==== SOURCE ====
Case No. VFA-0518, 27 DOE ¶ 80,232

September 22, 1999

DECISION AND ORDER

OF THE DEPARTMENT OF ENERGY

Appeal

Name of Petitioner: Technology & Management Services, Inc.

Date of Filing: August 20, 1999

Case Number: VFA-0518

On August 20, 1999, Technology & Management Services, Inc. (TMS) filed an Appeal from a determination issued to it by the Assistant Inspector General for Investigations, Office of the Inspector General (the OIG). The OIG issued this determination in response to a request for information submitted under the Freedom of Information Act (FOIA), 5 U.S.C § 552, as implemented by the DOE in 10 C.F.R. Part 1004. The Appeal, if granted, would require the OIG to release additional information to TMS.

The FOIA generally requires that documents held by the federal government be released to the public upon request. However, Congress has provided nine exemptions to the FOIA which set forth the types of information agencies are not required to release. Under the DOE’s regulations, a document which is exempted from disclosure under the FOIA shall nonetheless be released to the public unless the DOE determines that disclosure is contrary to federal law or the public interest. 10 C.F.R. § 1004.1.
==== SUPPLIED MATERIAL ====
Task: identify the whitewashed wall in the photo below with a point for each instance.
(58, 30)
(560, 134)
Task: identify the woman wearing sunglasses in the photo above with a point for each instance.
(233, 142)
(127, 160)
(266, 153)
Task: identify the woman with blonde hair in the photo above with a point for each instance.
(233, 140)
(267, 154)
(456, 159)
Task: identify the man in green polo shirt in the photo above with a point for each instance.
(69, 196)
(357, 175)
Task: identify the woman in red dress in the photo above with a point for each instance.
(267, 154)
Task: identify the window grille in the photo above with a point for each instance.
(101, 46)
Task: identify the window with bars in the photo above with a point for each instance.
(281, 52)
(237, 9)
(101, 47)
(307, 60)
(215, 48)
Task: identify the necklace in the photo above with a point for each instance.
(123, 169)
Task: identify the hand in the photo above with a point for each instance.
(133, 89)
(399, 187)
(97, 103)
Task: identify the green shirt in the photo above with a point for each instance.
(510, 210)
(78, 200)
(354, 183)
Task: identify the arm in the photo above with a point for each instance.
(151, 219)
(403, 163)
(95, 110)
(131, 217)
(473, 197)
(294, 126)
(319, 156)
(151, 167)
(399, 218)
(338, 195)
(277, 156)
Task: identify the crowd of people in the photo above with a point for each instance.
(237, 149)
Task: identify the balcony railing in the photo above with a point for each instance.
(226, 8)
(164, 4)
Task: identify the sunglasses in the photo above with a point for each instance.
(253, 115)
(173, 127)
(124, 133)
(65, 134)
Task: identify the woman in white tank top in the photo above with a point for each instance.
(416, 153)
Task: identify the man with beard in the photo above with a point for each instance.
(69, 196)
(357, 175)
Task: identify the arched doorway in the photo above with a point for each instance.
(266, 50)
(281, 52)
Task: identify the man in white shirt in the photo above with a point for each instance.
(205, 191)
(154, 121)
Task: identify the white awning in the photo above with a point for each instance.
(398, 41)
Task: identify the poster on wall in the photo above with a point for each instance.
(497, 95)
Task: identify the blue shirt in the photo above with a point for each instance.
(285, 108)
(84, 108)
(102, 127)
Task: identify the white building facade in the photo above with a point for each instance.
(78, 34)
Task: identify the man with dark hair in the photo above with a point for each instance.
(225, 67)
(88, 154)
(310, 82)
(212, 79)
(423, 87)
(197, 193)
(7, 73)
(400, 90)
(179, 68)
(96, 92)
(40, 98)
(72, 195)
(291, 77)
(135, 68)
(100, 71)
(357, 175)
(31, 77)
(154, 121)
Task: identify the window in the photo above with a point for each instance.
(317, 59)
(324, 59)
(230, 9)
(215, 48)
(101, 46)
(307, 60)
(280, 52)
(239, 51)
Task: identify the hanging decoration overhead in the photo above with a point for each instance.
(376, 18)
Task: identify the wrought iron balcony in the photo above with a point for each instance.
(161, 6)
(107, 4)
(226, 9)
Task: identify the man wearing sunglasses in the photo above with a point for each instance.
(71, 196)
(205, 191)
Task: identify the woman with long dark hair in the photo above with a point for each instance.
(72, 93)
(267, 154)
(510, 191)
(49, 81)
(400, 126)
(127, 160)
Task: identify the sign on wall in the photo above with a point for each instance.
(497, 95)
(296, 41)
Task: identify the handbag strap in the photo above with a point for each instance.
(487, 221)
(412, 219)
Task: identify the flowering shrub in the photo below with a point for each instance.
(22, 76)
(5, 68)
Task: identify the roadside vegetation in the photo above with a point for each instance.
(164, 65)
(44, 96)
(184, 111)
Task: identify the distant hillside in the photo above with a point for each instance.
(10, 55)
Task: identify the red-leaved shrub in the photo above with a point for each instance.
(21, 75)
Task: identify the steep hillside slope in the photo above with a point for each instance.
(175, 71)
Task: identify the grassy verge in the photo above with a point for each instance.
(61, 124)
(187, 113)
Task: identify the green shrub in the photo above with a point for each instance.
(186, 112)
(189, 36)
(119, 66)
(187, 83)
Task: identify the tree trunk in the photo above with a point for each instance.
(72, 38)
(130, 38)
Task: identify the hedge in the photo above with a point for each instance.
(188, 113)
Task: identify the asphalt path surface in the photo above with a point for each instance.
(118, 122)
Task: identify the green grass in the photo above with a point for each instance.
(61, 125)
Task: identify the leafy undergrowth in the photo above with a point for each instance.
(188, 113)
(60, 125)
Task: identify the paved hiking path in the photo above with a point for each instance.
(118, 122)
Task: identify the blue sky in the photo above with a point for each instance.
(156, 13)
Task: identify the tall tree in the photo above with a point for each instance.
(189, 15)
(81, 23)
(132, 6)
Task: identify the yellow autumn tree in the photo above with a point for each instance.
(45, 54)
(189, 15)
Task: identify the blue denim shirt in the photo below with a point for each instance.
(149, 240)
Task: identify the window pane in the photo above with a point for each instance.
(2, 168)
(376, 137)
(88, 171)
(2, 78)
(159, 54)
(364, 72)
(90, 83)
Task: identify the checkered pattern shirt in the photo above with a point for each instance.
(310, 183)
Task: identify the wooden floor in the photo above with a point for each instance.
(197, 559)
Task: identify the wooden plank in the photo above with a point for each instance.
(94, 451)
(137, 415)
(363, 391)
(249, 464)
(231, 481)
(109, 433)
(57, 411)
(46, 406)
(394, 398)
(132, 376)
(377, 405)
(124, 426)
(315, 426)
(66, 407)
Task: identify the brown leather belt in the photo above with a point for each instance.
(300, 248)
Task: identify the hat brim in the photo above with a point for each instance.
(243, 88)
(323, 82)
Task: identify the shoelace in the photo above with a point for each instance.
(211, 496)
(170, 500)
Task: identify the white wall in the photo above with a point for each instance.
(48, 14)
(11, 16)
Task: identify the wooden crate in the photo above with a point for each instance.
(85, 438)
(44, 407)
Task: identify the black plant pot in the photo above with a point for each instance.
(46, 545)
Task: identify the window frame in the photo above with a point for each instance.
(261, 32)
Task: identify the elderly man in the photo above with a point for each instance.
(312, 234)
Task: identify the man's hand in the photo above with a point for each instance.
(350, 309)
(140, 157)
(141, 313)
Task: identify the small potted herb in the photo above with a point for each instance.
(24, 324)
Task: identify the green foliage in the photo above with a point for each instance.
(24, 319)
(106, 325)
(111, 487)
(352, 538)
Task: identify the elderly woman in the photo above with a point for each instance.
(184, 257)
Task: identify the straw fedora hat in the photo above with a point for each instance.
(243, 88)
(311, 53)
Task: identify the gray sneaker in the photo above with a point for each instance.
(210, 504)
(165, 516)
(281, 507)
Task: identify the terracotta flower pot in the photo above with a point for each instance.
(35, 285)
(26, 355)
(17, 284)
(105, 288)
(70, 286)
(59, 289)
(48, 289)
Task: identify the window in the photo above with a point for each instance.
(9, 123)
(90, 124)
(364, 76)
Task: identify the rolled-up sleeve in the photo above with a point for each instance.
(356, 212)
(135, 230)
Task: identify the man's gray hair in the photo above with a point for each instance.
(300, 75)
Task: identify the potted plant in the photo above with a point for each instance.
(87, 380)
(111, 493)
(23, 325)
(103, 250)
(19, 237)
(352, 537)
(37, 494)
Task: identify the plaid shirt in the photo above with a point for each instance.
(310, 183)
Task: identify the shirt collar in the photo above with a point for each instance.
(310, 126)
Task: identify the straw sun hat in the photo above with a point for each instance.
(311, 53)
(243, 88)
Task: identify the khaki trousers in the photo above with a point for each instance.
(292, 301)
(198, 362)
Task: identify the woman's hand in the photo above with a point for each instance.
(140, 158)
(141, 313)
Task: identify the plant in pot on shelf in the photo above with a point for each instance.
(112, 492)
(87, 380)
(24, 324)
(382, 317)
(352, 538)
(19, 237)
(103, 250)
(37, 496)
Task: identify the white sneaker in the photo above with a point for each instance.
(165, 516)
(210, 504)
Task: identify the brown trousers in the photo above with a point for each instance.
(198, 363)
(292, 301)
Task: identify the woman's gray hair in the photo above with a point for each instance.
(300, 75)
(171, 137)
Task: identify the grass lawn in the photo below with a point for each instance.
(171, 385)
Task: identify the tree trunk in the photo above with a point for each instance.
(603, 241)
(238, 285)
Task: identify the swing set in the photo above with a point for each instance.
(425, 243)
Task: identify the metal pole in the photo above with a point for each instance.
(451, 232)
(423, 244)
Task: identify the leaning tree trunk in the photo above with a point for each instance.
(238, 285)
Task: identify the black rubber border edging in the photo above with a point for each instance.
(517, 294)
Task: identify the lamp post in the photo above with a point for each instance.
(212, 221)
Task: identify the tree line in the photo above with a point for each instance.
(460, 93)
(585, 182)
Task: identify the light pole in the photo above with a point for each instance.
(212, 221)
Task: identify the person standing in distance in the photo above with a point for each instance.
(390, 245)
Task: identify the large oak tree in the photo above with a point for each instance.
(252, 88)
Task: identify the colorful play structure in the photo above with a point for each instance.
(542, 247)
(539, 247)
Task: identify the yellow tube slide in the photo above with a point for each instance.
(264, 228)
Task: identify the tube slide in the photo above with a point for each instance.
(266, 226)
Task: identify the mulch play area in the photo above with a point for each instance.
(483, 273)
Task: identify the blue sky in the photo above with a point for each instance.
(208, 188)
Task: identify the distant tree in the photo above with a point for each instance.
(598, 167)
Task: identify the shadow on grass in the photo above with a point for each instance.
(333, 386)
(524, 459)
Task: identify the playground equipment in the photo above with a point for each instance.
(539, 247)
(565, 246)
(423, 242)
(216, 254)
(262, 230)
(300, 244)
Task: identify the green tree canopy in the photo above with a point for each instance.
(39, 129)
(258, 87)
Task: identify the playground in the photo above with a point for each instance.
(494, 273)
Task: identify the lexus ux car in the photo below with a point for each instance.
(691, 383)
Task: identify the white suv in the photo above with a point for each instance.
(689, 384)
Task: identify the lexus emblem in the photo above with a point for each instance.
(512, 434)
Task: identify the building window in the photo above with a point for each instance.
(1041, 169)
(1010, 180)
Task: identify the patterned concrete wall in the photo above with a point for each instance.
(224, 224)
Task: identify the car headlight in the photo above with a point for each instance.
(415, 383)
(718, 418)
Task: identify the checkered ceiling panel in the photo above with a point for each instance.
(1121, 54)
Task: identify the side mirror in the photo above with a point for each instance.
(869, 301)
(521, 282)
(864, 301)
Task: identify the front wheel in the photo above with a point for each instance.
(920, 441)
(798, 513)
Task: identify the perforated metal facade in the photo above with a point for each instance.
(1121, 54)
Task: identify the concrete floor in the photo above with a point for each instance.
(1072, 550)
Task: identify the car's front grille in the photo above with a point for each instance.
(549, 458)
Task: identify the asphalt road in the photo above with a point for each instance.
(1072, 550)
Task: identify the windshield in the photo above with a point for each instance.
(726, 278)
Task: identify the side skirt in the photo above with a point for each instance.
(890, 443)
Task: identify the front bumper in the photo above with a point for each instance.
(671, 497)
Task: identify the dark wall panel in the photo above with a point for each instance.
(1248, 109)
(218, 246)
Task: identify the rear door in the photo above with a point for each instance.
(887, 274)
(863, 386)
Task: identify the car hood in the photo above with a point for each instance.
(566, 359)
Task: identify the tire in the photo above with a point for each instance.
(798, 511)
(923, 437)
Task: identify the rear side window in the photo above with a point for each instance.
====
WHAT THIS EXERCISE ASKS:
A - From the DOE appeal decision, set down word for word the passage starting with "DECISION AND ORDER" and going on through "information to TMS.".
B - Answer these from the DOE appeal decision:
(i) On what date did TMS file its Appeal?
(ii) How many exemptions to the FOIA has Congress provided?
(iii) Where in the Code of Federal Regulations does the DOE implement the FOIA?
C - Continue the DOE appeal decision from where it stops.

TASK-BY-TASK OUTPUTS:
A -
DECISION AND ORDER

OF THE DEPARTMENT OF ENERGY

Appeal

Name of Petitioner: Technology & Management Services, Inc.

Date of Filing: August 20, 1999

Case Number: VFA-0518

On August 20, 1999, Technology & Management Services, Inc. (TMS) filed an Appeal from a determination issued to it by the Assistant Inspector General for Investigations, Office of the Inspector General (the OIG). The OIG issued this determination in response to a request for information submitted under the Freedom of Information Act (FOIA), 5 U.S.C § 552, as implemented by the DOE in 10 C.F.R. Part 1004. The Appeal, if granted, would require the OIG to release additional information to TMS.

B -
(i) August 20, 1999
(ii) Nine
(iii) 10 C.F.R. Part 1004

C -
I. Background

In its request, TMS sought access to “any and all statements, memoranda or other documentation which refers to" (i) allegations that TMS or any of its employees has charged the DOE improperly pursuant to any contract being performed for the DOE, (ii) Roger Legassie or any other employee in connection with a specified contract or subcontract, (iii) Barbara McKee, SoBran, Inc., or SoBran, Inc. President Amos Otis in connection with the allegations referred to above, and (iv), OIG guidelines and procedures for verifying that allegations of impropriety are factually based and made in good faith.

The OIG conducted a search and identified 120 documents as responsive to TMS' request. Twenty-five of these documents were released in their entirety, fifty-one

documents were released with portions withheld pursuant to Exemptions 6 and 7(C) of the FOIA, and four were released with portions withheld pursuant to Exemptions 5, 6 and 7(C). (1)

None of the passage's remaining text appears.